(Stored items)
# # #
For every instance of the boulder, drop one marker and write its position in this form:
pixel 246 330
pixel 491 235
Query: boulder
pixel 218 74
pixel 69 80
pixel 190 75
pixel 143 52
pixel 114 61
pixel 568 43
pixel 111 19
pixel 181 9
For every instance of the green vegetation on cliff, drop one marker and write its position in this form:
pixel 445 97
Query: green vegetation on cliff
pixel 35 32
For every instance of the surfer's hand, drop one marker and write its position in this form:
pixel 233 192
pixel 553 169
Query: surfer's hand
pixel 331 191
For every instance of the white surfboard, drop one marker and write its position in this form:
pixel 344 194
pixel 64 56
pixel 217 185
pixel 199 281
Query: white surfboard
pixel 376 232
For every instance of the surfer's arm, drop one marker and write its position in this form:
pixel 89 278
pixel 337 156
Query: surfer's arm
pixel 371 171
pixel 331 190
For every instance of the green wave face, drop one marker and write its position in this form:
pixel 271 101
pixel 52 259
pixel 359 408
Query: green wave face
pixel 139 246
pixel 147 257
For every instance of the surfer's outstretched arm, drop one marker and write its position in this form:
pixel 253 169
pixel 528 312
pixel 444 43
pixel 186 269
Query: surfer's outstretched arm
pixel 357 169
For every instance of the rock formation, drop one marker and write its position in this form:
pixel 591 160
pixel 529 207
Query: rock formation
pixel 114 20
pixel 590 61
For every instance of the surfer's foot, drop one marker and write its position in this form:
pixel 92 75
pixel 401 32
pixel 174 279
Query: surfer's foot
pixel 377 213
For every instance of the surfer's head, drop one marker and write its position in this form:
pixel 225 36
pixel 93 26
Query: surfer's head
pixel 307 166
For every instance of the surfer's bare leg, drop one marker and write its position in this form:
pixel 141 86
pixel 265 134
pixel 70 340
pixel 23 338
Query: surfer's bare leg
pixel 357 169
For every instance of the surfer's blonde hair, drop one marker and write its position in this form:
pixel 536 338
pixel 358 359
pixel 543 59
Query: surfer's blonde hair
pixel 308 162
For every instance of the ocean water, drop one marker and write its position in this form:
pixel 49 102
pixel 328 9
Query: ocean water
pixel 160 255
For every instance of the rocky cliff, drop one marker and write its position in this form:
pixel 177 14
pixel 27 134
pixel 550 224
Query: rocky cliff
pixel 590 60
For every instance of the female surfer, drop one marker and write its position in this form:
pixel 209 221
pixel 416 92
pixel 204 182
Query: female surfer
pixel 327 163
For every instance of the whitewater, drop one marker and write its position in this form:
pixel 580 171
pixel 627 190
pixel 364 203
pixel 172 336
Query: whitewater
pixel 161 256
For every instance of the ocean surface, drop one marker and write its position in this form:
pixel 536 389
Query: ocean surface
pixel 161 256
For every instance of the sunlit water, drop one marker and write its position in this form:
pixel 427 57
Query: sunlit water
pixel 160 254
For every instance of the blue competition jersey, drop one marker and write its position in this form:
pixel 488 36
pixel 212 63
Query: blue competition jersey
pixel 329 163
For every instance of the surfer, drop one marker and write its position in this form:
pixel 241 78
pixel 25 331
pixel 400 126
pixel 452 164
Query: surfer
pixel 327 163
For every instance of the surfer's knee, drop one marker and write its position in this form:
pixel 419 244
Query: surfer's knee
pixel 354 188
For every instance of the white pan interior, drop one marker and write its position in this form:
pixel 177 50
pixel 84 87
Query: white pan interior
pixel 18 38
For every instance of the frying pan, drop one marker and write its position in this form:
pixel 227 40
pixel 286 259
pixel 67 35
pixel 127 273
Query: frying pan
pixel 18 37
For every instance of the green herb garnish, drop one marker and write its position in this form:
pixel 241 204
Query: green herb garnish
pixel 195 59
# # #
(Exercise brief) Express the lines as a Markdown table with columns named Row and Line, leaving out any blank lines. Begin at the line that contains "For every instance of the green vegetation" and stop after the line that contains "pixel 376 232".

(Problem solution)
| Row | Line |
|---|---|
| 1 | For every instance of the green vegetation on cliff, drop one marker and write its position in this form: |
| 2 | pixel 445 97 |
| 3 | Query: green vegetation on cliff |
| 4 | pixel 35 32 |
| 5 | For every instance of the surfer's hand, drop one marker and write its position in this form: |
| 6 | pixel 233 192 |
| 7 | pixel 553 169 |
| 8 | Query: surfer's hand |
| 9 | pixel 331 191 |
| 10 | For every instance of the white surfboard, drop one marker and write its position in this form: |
| 11 | pixel 344 194 |
| 12 | pixel 64 56 |
| 13 | pixel 217 185 |
| 14 | pixel 199 281 |
| 15 | Query: white surfboard |
| 16 | pixel 376 232 |